Point localization data
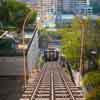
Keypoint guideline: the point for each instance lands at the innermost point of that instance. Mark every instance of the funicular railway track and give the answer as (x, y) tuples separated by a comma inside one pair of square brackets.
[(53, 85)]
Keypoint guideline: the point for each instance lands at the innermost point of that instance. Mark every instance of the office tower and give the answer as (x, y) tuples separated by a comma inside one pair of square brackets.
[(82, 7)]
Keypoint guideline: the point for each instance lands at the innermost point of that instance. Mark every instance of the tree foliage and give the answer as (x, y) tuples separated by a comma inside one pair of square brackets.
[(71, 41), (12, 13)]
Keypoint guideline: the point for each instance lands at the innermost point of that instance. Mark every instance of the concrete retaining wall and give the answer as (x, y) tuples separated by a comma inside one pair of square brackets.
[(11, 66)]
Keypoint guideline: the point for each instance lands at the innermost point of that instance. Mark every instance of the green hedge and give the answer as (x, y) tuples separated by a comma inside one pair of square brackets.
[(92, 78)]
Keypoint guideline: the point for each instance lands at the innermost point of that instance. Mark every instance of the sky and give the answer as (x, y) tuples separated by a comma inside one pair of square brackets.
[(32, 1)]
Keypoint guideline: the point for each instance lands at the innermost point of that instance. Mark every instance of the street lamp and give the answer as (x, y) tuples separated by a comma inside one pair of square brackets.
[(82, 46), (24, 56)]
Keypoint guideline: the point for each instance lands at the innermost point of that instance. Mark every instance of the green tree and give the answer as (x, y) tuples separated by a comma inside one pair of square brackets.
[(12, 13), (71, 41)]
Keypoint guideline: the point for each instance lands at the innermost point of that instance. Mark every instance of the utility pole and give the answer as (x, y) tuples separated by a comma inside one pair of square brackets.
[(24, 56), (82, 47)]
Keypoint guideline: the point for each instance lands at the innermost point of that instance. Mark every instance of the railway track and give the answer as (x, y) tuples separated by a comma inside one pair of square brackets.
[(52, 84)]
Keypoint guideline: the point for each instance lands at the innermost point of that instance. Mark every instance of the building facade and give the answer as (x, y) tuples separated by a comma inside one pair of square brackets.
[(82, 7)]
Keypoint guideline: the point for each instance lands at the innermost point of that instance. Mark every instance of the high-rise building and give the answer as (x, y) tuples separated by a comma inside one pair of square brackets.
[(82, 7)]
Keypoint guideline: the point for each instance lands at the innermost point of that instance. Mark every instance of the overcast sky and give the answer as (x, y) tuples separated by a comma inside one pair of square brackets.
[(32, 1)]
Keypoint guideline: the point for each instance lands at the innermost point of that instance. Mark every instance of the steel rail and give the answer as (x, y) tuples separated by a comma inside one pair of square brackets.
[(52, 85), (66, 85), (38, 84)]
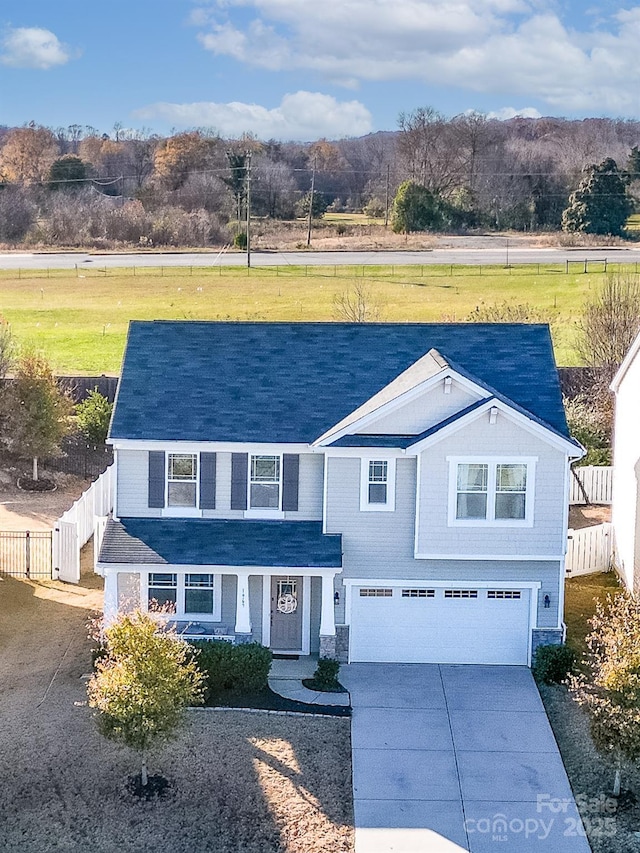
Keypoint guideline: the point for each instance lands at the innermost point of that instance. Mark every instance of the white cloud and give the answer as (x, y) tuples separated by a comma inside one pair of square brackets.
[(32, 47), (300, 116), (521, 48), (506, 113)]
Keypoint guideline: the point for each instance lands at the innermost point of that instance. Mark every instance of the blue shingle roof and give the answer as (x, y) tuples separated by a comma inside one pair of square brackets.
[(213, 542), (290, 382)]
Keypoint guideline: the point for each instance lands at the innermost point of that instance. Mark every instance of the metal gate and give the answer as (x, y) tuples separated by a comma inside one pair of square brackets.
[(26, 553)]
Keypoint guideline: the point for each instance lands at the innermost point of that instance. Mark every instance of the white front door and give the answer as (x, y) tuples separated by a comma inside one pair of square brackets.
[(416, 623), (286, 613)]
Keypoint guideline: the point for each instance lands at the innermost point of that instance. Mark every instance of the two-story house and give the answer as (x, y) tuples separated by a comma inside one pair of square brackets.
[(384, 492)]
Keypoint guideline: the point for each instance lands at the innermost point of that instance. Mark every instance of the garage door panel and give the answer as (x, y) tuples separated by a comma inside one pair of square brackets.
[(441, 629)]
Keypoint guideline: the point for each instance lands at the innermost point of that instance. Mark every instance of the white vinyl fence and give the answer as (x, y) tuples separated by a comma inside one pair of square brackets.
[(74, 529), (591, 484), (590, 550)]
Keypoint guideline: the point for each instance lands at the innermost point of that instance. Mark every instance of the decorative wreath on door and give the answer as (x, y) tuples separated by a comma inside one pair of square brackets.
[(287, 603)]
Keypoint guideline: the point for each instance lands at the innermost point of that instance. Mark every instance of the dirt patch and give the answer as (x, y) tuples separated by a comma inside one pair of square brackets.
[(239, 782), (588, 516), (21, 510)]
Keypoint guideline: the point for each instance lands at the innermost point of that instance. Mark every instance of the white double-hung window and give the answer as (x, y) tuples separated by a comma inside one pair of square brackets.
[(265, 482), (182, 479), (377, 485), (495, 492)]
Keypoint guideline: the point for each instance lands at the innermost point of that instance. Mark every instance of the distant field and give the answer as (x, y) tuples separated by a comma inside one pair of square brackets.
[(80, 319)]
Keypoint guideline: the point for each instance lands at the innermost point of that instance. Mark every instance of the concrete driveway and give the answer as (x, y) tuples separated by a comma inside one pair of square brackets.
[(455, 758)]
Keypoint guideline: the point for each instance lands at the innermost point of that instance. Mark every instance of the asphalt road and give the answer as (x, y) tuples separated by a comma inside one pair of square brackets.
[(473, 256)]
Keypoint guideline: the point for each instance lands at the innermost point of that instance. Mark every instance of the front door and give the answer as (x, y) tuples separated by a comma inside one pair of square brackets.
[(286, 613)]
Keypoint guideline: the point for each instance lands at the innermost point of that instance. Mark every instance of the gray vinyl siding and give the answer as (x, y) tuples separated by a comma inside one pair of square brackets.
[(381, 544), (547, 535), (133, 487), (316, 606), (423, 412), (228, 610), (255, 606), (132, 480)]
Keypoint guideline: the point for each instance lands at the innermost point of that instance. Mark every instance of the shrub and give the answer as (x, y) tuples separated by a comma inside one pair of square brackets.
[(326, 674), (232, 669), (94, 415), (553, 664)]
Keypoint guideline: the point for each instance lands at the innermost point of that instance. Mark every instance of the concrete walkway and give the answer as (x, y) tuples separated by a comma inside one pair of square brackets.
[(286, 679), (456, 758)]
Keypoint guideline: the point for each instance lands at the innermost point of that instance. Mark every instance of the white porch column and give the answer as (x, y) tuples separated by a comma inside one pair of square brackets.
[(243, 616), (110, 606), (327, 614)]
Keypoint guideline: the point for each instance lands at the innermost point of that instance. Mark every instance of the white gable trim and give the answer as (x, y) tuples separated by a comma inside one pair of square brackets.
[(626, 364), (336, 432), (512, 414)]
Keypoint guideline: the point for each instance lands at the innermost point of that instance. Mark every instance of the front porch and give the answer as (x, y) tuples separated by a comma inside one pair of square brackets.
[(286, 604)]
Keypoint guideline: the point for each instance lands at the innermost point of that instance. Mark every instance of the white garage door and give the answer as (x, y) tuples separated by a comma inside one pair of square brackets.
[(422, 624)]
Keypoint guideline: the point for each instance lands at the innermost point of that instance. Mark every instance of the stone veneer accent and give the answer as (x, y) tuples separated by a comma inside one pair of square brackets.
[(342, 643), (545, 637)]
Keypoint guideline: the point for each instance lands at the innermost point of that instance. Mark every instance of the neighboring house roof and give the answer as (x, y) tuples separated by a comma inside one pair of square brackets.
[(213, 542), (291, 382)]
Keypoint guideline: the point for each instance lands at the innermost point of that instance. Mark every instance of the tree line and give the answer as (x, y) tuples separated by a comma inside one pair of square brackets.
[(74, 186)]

* * *

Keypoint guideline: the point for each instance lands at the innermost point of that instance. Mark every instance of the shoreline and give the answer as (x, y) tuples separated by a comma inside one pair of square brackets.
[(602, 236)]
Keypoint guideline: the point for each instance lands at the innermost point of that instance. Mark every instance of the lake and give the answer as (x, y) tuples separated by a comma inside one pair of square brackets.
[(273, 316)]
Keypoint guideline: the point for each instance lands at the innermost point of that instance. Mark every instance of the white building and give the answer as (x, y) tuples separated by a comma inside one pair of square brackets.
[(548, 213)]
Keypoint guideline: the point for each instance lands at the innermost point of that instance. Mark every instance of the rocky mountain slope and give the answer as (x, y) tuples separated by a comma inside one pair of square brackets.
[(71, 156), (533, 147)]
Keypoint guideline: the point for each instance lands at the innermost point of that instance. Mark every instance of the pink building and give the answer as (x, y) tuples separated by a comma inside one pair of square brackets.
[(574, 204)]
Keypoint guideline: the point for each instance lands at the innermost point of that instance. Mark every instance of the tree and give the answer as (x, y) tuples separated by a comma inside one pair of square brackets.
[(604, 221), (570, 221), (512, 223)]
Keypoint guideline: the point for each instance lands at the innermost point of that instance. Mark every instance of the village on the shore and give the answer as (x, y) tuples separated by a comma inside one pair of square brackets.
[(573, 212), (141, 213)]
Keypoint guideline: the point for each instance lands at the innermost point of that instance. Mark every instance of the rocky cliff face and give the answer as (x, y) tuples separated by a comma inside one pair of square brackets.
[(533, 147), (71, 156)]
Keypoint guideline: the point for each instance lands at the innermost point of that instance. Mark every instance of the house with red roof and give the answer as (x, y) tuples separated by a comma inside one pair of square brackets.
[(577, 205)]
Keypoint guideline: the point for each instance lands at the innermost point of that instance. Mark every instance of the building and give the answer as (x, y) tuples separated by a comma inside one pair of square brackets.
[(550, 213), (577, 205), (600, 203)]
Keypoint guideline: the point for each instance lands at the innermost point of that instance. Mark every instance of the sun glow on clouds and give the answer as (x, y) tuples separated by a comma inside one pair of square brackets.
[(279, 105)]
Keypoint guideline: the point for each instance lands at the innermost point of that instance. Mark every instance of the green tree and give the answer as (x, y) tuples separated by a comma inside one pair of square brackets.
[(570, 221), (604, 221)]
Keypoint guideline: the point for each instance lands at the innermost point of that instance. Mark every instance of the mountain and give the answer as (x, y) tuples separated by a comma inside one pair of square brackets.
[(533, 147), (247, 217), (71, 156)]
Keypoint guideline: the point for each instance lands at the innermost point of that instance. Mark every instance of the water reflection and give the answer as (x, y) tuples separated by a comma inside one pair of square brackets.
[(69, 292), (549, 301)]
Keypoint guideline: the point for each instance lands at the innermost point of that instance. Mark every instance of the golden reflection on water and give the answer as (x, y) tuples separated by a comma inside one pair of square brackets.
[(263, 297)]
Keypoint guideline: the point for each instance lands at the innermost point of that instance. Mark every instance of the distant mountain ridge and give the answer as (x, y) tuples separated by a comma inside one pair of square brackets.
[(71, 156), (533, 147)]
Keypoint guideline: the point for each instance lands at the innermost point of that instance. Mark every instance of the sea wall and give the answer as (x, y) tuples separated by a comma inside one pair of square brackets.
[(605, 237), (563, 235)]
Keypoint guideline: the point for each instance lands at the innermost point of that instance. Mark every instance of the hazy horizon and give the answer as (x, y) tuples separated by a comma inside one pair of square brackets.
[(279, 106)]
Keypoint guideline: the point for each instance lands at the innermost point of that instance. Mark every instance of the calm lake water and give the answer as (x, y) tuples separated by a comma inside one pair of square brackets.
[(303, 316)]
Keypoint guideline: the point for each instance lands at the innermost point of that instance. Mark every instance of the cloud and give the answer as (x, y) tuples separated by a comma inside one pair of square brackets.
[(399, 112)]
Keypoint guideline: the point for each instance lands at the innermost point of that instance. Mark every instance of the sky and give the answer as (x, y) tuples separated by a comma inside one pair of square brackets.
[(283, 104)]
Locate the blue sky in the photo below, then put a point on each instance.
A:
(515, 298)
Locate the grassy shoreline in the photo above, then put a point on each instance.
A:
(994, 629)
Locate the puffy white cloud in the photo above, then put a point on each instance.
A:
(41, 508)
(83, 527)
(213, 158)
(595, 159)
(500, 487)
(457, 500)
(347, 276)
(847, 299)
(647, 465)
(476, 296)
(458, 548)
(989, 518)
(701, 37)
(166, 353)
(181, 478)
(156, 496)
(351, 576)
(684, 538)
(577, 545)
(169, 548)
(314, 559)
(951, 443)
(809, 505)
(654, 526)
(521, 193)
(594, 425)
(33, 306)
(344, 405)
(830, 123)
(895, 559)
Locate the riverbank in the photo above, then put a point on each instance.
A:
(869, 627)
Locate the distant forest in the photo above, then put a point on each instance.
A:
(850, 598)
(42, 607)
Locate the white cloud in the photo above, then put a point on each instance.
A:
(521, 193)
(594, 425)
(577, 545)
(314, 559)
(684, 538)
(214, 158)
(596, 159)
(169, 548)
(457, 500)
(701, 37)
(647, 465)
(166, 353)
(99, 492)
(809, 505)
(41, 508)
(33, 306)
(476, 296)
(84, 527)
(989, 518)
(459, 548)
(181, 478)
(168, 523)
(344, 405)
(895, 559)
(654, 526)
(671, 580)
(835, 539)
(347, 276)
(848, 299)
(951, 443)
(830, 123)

* * *

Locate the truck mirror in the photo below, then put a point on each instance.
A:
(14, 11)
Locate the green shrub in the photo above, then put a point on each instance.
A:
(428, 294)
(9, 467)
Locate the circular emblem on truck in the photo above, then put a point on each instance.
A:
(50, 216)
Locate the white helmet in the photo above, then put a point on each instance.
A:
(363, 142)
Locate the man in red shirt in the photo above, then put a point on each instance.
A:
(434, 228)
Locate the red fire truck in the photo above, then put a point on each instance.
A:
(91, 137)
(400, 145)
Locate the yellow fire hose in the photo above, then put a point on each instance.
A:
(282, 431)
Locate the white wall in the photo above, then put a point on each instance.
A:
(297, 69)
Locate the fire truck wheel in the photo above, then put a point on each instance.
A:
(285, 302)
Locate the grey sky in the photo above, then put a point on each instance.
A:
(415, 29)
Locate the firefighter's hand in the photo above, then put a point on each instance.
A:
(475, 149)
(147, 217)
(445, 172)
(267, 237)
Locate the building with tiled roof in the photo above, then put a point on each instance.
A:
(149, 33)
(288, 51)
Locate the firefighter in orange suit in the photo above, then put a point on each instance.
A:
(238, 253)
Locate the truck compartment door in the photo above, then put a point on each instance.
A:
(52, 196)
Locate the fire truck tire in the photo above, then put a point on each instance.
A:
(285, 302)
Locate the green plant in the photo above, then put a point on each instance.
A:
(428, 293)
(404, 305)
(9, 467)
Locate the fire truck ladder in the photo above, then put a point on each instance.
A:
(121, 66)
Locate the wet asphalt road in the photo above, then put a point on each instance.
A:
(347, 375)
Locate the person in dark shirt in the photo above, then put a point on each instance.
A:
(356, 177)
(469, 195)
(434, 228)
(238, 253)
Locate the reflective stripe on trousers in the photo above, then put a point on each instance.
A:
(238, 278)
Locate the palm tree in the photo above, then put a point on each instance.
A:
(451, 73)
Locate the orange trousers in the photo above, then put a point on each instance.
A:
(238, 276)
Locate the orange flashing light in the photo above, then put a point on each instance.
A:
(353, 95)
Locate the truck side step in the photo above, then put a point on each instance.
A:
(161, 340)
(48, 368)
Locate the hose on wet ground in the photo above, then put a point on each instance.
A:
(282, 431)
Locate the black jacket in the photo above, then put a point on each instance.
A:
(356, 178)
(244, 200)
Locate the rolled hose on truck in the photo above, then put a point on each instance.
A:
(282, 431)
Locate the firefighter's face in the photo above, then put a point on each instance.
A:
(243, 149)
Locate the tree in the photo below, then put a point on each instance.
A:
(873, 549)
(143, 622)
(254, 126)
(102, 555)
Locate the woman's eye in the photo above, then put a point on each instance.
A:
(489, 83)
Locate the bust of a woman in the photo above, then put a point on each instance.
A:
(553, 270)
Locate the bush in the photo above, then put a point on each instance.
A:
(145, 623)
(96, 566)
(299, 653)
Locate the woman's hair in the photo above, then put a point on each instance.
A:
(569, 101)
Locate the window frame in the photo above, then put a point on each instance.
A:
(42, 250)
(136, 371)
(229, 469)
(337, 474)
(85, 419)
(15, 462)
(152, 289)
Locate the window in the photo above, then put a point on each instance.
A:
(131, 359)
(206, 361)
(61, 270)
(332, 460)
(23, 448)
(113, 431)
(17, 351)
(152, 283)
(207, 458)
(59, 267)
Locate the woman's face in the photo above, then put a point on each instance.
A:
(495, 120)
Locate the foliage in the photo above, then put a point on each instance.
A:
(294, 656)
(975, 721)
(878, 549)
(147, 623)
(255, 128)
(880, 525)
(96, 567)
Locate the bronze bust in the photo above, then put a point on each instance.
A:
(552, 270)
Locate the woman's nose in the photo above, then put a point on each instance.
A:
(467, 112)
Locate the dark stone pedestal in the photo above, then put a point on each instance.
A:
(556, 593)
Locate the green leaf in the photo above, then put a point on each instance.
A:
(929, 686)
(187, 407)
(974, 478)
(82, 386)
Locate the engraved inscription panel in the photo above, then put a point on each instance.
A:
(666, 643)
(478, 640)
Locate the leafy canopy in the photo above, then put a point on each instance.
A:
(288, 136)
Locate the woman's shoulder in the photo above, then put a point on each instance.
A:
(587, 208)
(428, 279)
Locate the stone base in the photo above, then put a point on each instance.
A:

ASSIGNMENT
Find the word "woman" in the entries above, then copy each line that holds it.

EXERCISE OUTPUT
Locate the woman's eye in the photo above, then put a point on each instance.
Locate the bust of a woman in the photo above, then put a point on each instance.
Locate the woman's hair in the photo above, then put a point on each instance.
Locate the woman's face in the photo above, then put a point on each instance.
Locate the woman's nose in the photo above, then put a point on each instance.
Locate the woman's shoulder in the photo above, then put a point on each instance.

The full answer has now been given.